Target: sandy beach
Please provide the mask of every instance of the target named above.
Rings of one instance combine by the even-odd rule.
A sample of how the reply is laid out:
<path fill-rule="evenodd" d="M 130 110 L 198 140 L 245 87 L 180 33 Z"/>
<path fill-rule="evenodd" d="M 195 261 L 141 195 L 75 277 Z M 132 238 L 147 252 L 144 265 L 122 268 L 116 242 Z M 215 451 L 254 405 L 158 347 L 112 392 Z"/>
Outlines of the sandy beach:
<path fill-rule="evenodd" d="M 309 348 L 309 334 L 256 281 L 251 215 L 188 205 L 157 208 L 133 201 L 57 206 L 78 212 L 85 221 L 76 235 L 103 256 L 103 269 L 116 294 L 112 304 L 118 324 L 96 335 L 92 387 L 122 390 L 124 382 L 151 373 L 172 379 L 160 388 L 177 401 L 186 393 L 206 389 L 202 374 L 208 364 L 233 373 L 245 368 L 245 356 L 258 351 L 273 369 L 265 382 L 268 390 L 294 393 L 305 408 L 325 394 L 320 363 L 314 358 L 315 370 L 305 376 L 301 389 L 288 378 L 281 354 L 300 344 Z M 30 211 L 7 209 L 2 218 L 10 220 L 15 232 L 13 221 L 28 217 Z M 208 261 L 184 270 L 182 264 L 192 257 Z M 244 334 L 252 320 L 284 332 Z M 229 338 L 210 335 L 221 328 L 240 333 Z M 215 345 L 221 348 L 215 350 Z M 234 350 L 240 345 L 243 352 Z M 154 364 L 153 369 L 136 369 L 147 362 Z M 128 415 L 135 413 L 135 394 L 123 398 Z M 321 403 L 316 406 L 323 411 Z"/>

-=-=-=-=-

Exercise: Could you rewrite the material above with every "sandy beach" swapped for "rocky shore" and nothing else altered?

Response:
Target: rocky shore
Please provide the mask of every instance of the target named above.
Rings of one instance combine by the even-odd rule.
A sample of how the reply is laid out:
<path fill-rule="evenodd" d="M 130 110 L 198 140 L 245 87 L 180 33 Z"/>
<path fill-rule="evenodd" d="M 195 261 L 141 195 L 75 277 Z M 132 238 L 147 252 L 144 265 L 122 268 L 116 242 Z M 215 451 L 254 405 L 158 347 L 112 392 Z"/>
Outlines of the rocky shore:
<path fill-rule="evenodd" d="M 309 348 L 309 334 L 256 281 L 251 215 L 188 205 L 157 208 L 133 201 L 57 206 L 78 212 L 85 221 L 76 235 L 103 256 L 103 269 L 116 294 L 112 304 L 118 324 L 96 335 L 92 387 L 122 390 L 124 382 L 151 373 L 172 379 L 160 388 L 177 401 L 186 393 L 206 389 L 202 374 L 208 364 L 233 373 L 245 368 L 245 356 L 258 351 L 273 369 L 265 382 L 268 390 L 294 393 L 305 408 L 325 394 L 320 363 L 314 358 L 315 370 L 305 376 L 301 389 L 288 378 L 281 354 L 300 344 Z M 30 211 L 7 209 L 2 218 L 10 220 L 15 232 L 13 221 L 28 217 Z M 208 261 L 184 270 L 182 264 L 192 257 Z M 244 334 L 252 320 L 284 332 Z M 229 338 L 210 335 L 221 328 L 240 333 Z M 215 345 L 221 348 L 215 350 Z M 234 350 L 240 345 L 243 352 Z M 154 364 L 153 369 L 136 369 L 147 362 Z M 128 415 L 135 413 L 135 394 L 123 398 Z M 321 403 L 316 406 L 323 411 Z"/>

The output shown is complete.